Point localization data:
-*-*-
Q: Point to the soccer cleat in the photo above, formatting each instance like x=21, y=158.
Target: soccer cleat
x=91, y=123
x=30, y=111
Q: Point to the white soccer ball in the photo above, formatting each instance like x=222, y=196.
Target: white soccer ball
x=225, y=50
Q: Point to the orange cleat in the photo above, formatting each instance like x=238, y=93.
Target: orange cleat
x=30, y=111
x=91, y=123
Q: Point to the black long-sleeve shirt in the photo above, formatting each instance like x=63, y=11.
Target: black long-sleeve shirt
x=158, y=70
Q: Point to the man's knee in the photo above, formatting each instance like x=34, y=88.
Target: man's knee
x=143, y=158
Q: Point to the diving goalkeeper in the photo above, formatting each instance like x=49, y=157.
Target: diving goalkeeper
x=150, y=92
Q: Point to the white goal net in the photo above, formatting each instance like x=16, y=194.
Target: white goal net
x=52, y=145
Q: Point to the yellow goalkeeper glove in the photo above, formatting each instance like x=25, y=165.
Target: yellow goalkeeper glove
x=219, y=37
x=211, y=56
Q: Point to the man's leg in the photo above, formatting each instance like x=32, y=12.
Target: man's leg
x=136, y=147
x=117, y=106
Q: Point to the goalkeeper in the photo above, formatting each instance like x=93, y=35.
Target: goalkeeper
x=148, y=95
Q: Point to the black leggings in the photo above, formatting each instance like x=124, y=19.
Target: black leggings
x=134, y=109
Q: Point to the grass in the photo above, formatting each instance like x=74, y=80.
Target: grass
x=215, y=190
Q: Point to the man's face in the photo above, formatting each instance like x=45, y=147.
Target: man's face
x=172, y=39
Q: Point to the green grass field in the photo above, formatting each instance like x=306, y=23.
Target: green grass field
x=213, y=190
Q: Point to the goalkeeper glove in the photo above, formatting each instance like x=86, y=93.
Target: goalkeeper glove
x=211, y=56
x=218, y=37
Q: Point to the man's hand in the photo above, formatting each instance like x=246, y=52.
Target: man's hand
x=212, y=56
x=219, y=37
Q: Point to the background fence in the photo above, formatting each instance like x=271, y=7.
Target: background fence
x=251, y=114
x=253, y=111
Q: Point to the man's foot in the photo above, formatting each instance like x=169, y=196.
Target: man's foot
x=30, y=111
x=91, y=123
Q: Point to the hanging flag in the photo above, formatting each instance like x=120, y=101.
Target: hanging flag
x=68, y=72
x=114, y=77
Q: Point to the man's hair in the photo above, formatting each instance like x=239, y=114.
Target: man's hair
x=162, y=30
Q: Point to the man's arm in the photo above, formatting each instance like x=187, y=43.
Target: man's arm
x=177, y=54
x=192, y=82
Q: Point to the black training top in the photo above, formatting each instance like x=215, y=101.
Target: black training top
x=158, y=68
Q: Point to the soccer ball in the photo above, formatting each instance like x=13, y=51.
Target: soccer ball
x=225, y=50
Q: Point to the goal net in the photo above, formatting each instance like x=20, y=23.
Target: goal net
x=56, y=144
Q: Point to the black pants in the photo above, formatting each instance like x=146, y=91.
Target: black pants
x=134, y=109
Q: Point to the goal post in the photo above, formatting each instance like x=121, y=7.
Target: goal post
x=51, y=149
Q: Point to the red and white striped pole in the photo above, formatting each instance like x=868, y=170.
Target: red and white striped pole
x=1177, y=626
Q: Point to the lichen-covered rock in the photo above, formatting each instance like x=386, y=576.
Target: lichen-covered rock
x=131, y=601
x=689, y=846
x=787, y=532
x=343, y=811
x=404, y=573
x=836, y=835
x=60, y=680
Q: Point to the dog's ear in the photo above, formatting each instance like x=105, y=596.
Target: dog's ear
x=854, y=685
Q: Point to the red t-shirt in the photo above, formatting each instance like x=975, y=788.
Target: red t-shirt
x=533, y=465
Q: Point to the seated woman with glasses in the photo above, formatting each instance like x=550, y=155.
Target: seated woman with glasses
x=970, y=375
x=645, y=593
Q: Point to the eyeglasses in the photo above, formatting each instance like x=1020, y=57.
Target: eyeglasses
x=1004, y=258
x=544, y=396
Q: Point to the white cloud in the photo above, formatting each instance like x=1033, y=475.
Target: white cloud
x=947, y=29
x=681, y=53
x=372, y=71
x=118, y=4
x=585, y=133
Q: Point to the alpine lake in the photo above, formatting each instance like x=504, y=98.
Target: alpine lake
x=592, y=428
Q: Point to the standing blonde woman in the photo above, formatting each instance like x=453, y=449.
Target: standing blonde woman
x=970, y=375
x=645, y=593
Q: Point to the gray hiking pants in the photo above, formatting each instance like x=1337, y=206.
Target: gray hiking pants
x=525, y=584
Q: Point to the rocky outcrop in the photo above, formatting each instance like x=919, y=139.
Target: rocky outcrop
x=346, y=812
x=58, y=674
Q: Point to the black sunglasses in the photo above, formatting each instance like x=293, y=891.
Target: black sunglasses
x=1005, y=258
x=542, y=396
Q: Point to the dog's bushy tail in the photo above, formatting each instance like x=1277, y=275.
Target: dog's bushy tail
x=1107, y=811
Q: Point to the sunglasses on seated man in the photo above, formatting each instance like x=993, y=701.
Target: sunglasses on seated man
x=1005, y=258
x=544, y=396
-*-*-
About this task: The entries above hold a line with "Q: Point to the man's hair" and a later line with "Q: Point to the black training". Write out exactly those lines and all lines between, nothing more.

Reply:
Q: Point to the man's hair in the photo above, formatting each instance like x=239, y=114.
Target: man's hair
x=162, y=30
Q: Point to the man's arm in the photo above, formatting each instance like x=187, y=43.
Target: man's arm
x=177, y=54
x=192, y=82
Q: Point to the black training top in the photo above, formatting each instance like x=215, y=101.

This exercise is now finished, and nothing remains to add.